> _TEXT EXTRACT_
------------------------------

I have a network N1 with some layers and a network N2. They have some layers that are different. They’re trained on different data. I want to get gradients for the common layers, say, l1, l2, l5 and add them and continue the training process.
I was thinking of getting gradients from for name, parameter in model.named_parameters(): and filtering by name and adding them and calling optimizer.step(). But, the model.named_parameters is read only. How do I access the gradients and perform operations on them?
When you say “common” do you mean that they should be the same (always keep the same parameters values)? Or just that gradients from one should be added to the gradients of the other?
Note that it is also possible to just share the same module.
class A(nn.Module):
def __init__(self):
super().__init__()
self.lin = nn.Linear(3, 3)
def forward(self, x):
return self.lin(x)
class B(nn.Module):
def __init__(self):
super().__init__(lin)
self.lin = lin
def forward(self, x):
return self.lin(x)
net1 = A()
net2 = B(net1.lin)

------------------------------

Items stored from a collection
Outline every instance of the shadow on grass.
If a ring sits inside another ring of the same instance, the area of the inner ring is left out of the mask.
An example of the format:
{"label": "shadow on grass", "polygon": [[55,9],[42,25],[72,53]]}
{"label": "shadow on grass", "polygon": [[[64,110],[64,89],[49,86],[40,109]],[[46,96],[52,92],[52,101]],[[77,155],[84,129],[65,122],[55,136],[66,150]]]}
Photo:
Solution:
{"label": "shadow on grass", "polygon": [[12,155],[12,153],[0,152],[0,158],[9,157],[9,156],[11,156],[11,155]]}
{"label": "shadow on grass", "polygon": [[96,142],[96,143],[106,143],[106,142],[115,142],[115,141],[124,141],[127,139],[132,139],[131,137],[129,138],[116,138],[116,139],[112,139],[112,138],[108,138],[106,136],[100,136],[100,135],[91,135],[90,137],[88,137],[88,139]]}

------------------------------

> _TO-DO LIST_
a) Rewrite the part of the PyTorch gradients thread that opens with the words containing "I have a network" and closes with "the same module.", putting "grads" in place of "gradients".
b) Output all of the entries that follow the PyTorch gradients thread as a two-column CSV with the columns "prompt" and "response". Give one row per entry, with its text and its answer each in a single quoted field and line breaks changed to spaces.
These entries are unrelated to the PyTorch gradients thread.

> _FINAL ANSWERS_
a)
I have a network N1 with some layers and a network N2. They have some layers that are different. They’re trained on different data. I want to get grads for the common layers, say, l1, l2, l5 and add them and continue the training process.
I was thinking of getting grads from for name, parameter in model.named_parameters(): and filtering by name and adding them and calling optimizer.step(). But, the model.named_parameters is read only. How do I access the grads and perform operations on them?
When you say “common” do you mean that they should be the same (always keep the same parameters values)? Or just that grads from one should be added to the grads of the other?
Note that it is also possible to just share the same module.

b)
prompt,response
"Outline every instance of the shadow on grass. If a ring sits inside another ring of the same instance, the area of the inner ring is left out of the mask. An example of the format: {""label"": ""shadow on grass"", ""polygon"": [[55,9],[42,25],[72,53]]} {""label"": ""shadow on grass"", ""polygon"": [[[64,110],[64,89],[49,86],[40,109]],[[46,96],[52,92],[52,101]],[[77,155],[84,129],[65,122],[55,136],[66,150]]]} Photo: Solution:","{""label"": ""shadow on grass"", ""polygon"": [[12,155],[12,153],[0,152],[0,158],[9,157],[9,156],[11,156],[11,155]]} {""label"": ""shadow on grass"", ""polygon"": [[96,142],[96,143],[106,143],[106,142],[115,142],[115,141],[124,141],[127,139],[132,139],[131,137],[129,138],[116,138],[116,139],[112,139],[112,138],[108,138],[106,136],[100,136],[100,135],[91,135],[90,137],[88,137],[88,139]]}"